§ **GIVEN INSTRUCTION 1**
Reproduce the passage on packers and the PE file format word for word.
──────────────────────────────
Packers

I’ve been analyzing a malware sample lately, and of course, it was packed. That’s why I wanted to write this article before diving deeper into that specific malware. But enough talk, let’s get to the actual case.

Before jumping into packers and related topics, let’s talk more about the PE (Portable Executable) file format. Yes, I know I wrote a “PE Overview Part 1,” and I haven’t started the second part yet after all. I wish to make it a bit more practical than theoretical.

PE File short overview

The PE File itself can be thought of as split into two parts: Headers and Sections. Oh, I didn’t even mention their purpose yet, did I? Let me fix that.

The PE File format defines the structure of the binary code that will be executed by the operating system.

The PE Headers contain all the information the operating system needs to execute the program. This includes details like which DLLs to load, which portions of the file are executable code, which parts are data, the starting point of execution, and whether the program is a GUI application, a console application, or something else.

And sections… well, they are the sections.

As I recall, my teacher once asked, “What is the meaning of ‘space’ vectors?” and there was an answer: “It’s related to space.”

Okay, so now you know a little bit about PE files. But what about packers?
──────────────────────────────
§ **GIVEN INSTRUCTION 2**
Recast the rows below as a numbered list, taking everything from the line containing "instances of asphalt" down to the line containing "top-left (0, 138), bottom-right (7, 175)", both included, and nothing else. Leave out any blank lines.

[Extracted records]
──────────────────────────────
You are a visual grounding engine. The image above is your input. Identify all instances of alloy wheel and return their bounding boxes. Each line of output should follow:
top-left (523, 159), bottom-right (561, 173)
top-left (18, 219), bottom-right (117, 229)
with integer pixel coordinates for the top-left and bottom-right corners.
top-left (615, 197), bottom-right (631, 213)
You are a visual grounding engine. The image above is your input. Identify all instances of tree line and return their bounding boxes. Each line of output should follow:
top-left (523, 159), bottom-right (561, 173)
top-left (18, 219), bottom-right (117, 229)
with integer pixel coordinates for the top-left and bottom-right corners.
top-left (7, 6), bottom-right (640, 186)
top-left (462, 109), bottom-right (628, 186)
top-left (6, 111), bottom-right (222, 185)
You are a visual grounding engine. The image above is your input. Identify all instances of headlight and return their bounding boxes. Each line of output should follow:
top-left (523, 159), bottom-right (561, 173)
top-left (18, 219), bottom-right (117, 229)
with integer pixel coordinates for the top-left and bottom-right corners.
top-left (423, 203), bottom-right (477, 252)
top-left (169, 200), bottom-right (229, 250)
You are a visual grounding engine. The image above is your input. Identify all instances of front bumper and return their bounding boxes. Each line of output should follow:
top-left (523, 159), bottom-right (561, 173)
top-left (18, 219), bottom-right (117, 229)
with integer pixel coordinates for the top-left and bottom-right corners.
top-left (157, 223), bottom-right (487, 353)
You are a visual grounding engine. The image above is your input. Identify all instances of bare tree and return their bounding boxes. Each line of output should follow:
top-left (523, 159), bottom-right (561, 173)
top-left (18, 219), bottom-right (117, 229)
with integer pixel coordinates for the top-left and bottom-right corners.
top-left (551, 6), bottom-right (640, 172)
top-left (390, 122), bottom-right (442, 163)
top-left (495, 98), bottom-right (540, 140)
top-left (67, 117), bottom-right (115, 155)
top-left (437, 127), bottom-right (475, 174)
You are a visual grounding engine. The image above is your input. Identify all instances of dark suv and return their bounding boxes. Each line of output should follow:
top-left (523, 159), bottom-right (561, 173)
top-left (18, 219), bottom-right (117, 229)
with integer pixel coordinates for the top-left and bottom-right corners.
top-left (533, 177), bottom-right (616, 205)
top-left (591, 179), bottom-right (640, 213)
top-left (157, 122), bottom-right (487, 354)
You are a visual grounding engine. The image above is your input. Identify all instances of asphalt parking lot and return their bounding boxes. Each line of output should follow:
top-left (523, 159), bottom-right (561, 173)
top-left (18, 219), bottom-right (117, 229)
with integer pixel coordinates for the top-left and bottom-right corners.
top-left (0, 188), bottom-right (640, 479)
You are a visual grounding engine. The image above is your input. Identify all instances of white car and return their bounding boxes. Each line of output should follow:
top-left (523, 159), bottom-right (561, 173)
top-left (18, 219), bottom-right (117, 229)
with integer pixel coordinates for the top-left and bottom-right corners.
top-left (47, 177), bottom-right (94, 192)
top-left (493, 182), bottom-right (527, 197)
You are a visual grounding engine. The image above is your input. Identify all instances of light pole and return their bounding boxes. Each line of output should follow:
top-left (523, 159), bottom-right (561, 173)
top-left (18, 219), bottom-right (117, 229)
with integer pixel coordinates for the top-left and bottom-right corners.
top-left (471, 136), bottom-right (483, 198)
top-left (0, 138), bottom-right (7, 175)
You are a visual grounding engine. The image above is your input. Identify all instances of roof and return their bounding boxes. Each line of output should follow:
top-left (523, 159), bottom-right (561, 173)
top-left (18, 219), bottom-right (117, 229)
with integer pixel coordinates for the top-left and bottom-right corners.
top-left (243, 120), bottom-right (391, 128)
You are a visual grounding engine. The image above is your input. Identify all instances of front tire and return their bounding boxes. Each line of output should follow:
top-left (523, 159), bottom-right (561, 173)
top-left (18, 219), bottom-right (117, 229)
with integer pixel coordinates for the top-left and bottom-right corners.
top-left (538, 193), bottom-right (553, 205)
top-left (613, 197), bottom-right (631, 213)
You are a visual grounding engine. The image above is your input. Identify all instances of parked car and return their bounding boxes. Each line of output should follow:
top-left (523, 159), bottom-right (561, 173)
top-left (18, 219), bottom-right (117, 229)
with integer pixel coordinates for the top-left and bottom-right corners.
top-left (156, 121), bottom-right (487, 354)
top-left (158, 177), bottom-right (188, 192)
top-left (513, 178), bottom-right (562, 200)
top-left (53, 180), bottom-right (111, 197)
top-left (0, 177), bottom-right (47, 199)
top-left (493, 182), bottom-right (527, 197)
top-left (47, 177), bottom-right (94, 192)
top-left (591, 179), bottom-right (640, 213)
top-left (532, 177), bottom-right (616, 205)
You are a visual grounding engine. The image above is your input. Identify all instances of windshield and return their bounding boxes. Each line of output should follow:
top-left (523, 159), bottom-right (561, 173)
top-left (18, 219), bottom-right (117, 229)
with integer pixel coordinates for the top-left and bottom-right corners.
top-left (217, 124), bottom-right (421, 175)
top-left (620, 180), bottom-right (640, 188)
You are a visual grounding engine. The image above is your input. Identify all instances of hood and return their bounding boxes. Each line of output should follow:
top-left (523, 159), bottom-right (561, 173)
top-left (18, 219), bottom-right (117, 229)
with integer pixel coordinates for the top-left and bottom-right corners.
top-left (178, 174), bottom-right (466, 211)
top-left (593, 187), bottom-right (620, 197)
──────────────────────────────
§ **WRITTEN REPLY 1**
Packers

I’ve been analyzing a malware sample lately, and of course, it was packed. That’s why I wanted to write this article before diving deeper into that specific malware. But enough talk, let’s get to the actual case.

Before jumping into packers and related topics, let’s talk more about the PE (Portable Executable) file format. Yes, I know I wrote a “PE Overview Part 1,” and I haven’t started the second part yet after all. I wish to make it a bit more practical than theoretical.

PE File short overview

The PE File itself can be thought of as split into two parts: Headers and Sections. Oh, I didn’t even mention their purpose yet, did I? Let me fix that.

The PE File format defines the structure of the binary code that will be executed by the operating system.

The PE Headers contain all the information the operating system needs to execute the program. This includes details like which DLLs to load, which portions of the file are executable code, which parts are data, the starting point of execution, and whether the program is a GUI application, a console application, or something else.

And sections… well, they are the sections.

As I recall, my teacher once asked, “What is the meaning of ‘space’ vectors?” and there was an answer: “It’s related to space.”

Okay, so now you know a little bit about PE files. But what about packers?

§ **WRITTEN REPLY 2**
1. You are a visual grounding engine. The image above is your input. Identify all instances of asphalt parking lot and return their bounding boxes. Each line of output should follow:
2. top-left (523, 159), bottom-right (561, 173)
3. top-left (18, 219), bottom-right (117, 229)
4. with integer pixel coordinates for the top-left and bottom-right corners.
5. top-left (0, 188), bottom-right (640, 479)
6. You are a visual grounding engine. The image above is your input. Identify all instances of white car and return their bounding boxes. Each line of output should follow:
7. top-left (523, 159), bottom-right (561, 173)
8. top-left (18, 219), bottom-right (117, 229)
9. with integer pixel coordinates for the top-left and bottom-right corners.
10. top-left (47, 177), bottom-right (94, 192)
11. top-left (493, 182), bottom-right (527, 197)
12. You are a visual grounding engine. The image above is your input. Identify all instances of light pole and return their bounding boxes. Each line of output should follow:
13. top-left (523, 159), bottom-right (561, 173)
14. top-left (18, 219), bottom-right (117, 229)
15. with integer pixel coordinates for the top-left and bottom-right corners.
16. top-left (471, 136), bottom-right (483, 198)
17. top-left (0, 138), bottom-right (7, 175)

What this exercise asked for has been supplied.